» **Task requirements**
Filter the listing below and copy out every line that contains the string "pair". Treat uppercase and lowercase letters as different.

» **Listed entries**
-=-=-=-=-

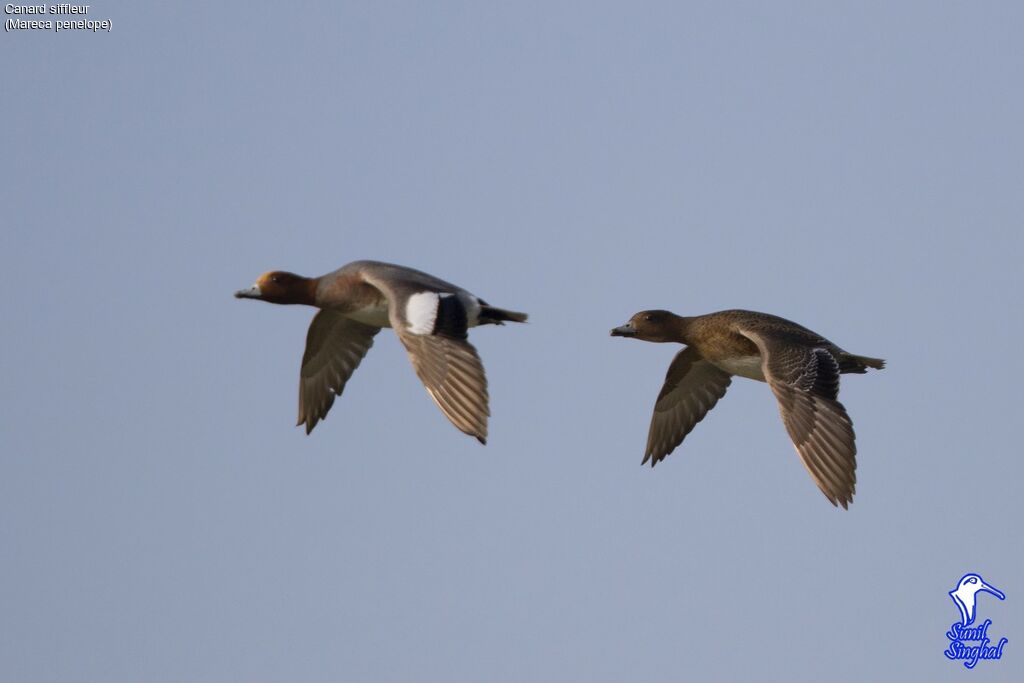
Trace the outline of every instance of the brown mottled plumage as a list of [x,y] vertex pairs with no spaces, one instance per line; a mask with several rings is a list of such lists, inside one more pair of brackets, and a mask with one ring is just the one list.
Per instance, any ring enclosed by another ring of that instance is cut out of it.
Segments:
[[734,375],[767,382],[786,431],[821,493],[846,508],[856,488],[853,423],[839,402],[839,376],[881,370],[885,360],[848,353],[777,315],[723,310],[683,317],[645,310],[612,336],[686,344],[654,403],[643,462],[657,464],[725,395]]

-=-=-=-=-

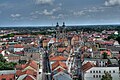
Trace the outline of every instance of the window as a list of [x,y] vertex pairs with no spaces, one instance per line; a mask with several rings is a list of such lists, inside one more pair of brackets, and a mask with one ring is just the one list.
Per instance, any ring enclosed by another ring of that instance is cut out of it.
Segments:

-=-=-=-=-

» **Written solution**
Trace the outline of every instance of the brown mottled plumage as a list of [x,y] vertex pairs with no spaces, one instance per line; a mask with several rings is a list of such lists, inside one more pair of brackets, and a mask with one ring is just the one list.
Trace the outline of every instance of the window as a list of [x,y] vertex pairs with no spaces, one instance per line; a mask with several rings is a list of such lists, inside one more pair of brackets, and a mask with one ring is just the one list.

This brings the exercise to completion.